• **TASK GOAL**
Nothing in the data should change when you return it, but leave the pictures out.

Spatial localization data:
BEGIN

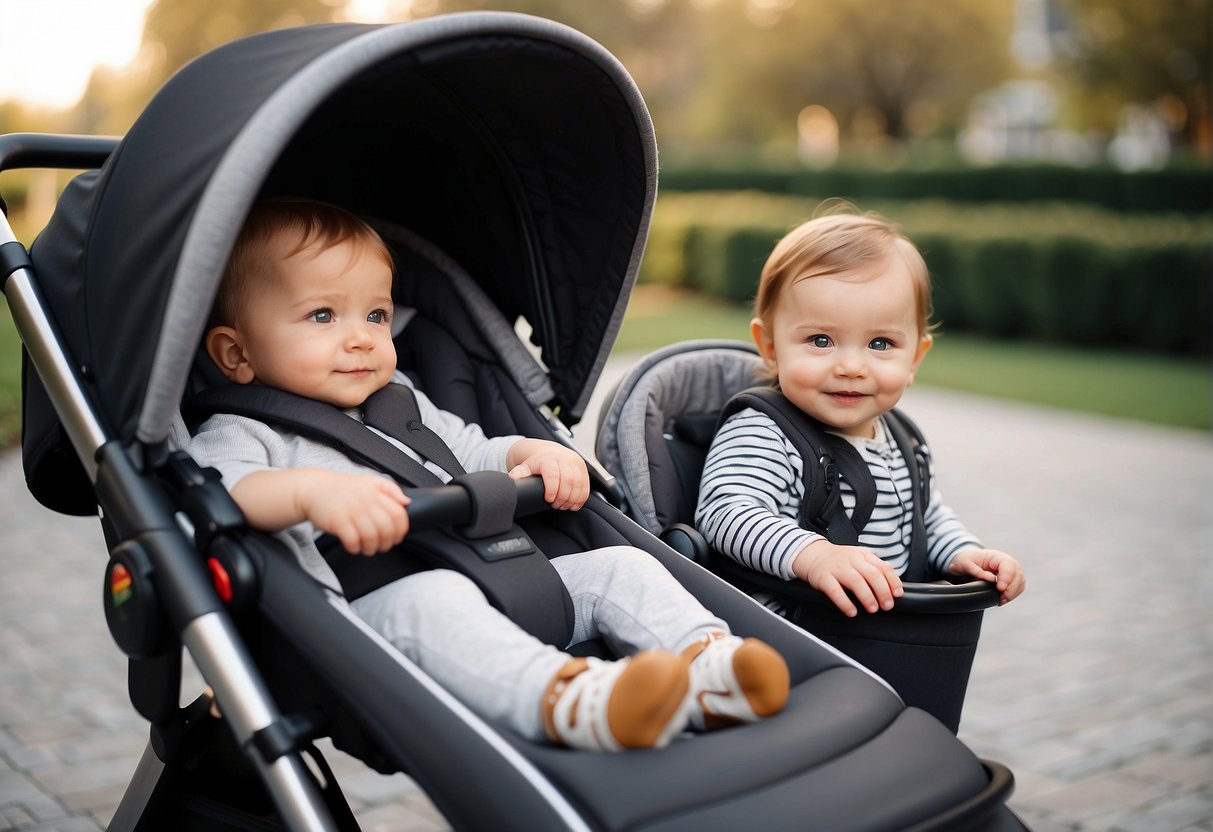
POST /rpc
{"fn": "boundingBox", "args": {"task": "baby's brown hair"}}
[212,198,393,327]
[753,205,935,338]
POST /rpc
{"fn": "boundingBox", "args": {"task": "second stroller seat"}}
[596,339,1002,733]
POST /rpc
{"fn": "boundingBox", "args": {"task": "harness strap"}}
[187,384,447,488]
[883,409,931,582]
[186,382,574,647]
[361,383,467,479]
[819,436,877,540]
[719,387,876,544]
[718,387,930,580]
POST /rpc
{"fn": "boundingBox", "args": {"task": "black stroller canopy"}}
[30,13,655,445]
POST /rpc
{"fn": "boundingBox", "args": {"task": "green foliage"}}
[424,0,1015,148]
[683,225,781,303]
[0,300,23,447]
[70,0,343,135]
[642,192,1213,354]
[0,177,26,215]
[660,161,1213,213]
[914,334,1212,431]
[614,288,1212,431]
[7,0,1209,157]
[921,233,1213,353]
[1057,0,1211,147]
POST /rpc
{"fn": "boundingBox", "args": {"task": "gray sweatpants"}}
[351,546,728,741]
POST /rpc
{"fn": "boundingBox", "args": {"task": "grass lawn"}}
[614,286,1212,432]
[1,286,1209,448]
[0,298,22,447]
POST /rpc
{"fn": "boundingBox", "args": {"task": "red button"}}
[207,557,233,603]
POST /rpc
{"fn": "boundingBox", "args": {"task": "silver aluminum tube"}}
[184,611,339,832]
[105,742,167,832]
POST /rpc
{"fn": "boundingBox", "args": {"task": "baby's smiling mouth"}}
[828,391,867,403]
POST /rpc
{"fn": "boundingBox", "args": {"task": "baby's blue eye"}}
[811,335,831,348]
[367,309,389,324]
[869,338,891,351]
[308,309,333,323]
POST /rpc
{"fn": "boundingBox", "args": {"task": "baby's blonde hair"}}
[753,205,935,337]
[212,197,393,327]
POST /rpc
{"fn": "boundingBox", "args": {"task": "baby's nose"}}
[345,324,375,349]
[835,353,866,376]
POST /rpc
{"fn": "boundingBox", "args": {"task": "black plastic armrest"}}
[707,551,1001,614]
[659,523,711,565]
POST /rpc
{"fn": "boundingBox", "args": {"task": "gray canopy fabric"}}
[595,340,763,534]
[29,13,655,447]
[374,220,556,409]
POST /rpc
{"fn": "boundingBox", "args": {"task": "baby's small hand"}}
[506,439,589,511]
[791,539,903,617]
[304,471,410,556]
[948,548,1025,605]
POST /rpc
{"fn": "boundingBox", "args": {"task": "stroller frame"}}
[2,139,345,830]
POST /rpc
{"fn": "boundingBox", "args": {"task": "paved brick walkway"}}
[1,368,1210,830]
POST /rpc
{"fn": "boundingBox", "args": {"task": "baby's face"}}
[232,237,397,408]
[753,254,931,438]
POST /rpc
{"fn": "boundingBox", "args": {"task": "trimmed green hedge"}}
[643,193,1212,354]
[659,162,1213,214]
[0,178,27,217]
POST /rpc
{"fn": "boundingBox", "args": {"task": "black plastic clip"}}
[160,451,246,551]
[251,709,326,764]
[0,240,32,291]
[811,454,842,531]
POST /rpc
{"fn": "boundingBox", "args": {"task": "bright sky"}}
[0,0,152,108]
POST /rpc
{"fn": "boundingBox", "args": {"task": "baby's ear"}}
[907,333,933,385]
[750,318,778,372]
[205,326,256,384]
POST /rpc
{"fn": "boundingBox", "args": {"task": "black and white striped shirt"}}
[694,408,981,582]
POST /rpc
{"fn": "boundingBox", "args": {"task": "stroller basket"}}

END

• **ANSWER TO THIS PROBLEM**
POST /rpc
{"fn": "boundingBox", "args": {"task": "baby's brown hair"}}
[212,198,393,327]
[753,205,935,338]
POST /rpc
{"fn": "boundingBox", "args": {"task": "second stroller seat"}}
[596,339,1002,733]
POST /rpc
{"fn": "boundingBox", "args": {"task": "harness strap"}}
[187,384,447,488]
[883,409,931,582]
[186,382,574,647]
[361,383,467,479]
[819,436,877,540]
[719,387,876,544]
[718,387,930,580]
POST /rpc
{"fn": "boundingBox", "args": {"task": "black stroller canopy"}}
[30,13,655,445]
POST /rpc
{"fn": "boundingBox", "args": {"task": "green foliage"}}
[424,0,1015,148]
[683,225,781,303]
[0,300,23,447]
[70,0,343,135]
[642,192,1213,354]
[0,177,26,215]
[660,161,1213,213]
[914,334,1212,431]
[614,288,1212,431]
[7,0,1209,157]
[921,233,1213,353]
[1057,0,1211,147]
POST /rpc
{"fn": "boundingBox", "args": {"task": "gray sweatpants"}}
[351,546,728,741]
POST /rpc
{"fn": "boundingBox", "args": {"task": "grass lawn"}}
[614,286,1212,432]
[1,286,1209,448]
[0,298,22,447]
POST /rpc
{"fn": "boundingBox", "args": {"task": "red button"}}
[207,557,233,603]
POST /rpc
{"fn": "boundingBox", "args": {"task": "silver aluminum tube"}}
[184,611,339,832]
[105,742,167,832]
POST /rpc
{"fn": "boundingBox", "args": {"task": "baby's smiling mouth"}}
[828,391,867,403]
POST /rpc
{"fn": "boundingBox", "args": {"task": "baby's blue eye"}}
[811,335,831,348]
[367,309,389,324]
[869,338,891,351]
[308,309,333,323]
POST /rpc
{"fn": "boundingBox", "args": {"task": "baby's blonde hair"}}
[753,205,935,337]
[212,197,393,327]
POST /rpc
{"fn": "boundingBox", "args": {"task": "baby's nose"}}
[345,324,375,349]
[835,353,866,376]
POST /rpc
{"fn": "boundingBox", "args": {"task": "black plastic armrest"}}
[707,551,1001,614]
[659,523,711,565]
POST /rpc
{"fn": "boundingBox", "args": {"task": "gray canopy fabric"}}
[595,340,763,534]
[29,13,655,447]
[374,220,556,409]
POST /rpc
{"fn": "boundingBox", "args": {"task": "baby's small hand"}}
[506,439,589,511]
[791,539,903,617]
[304,471,410,556]
[948,548,1025,605]
POST /rpc
{"fn": "boundingBox", "args": {"task": "stroller frame"}}
[2,139,345,830]
POST /rpc
{"fn": "boundingBox", "args": {"task": "paved brick walkway"}}
[1,368,1210,830]
POST /rpc
{"fn": "boundingBox", "args": {"task": "baby's face"}}
[232,237,397,408]
[753,254,931,438]
POST /rpc
{"fn": "boundingBox", "args": {"task": "trimmed green hedge"}}
[643,193,1212,354]
[659,162,1213,214]
[0,178,27,217]
POST /rpc
{"fn": "boundingBox", "args": {"task": "black plastic clip"}}
[160,451,246,551]
[251,709,326,764]
[0,240,32,291]
[811,454,842,531]
POST /rpc
{"fn": "boundingBox", "args": {"task": "bright sky"}}
[0,0,152,108]
POST /rpc
{"fn": "boundingBox", "args": {"task": "baby's ear"}}
[907,333,933,385]
[750,318,778,372]
[205,326,256,384]
POST /rpc
{"fn": "boundingBox", "args": {"task": "black and white striped shirt"}}
[694,408,981,582]
POST /rpc
{"fn": "boundingBox", "args": {"task": "stroller basket"}}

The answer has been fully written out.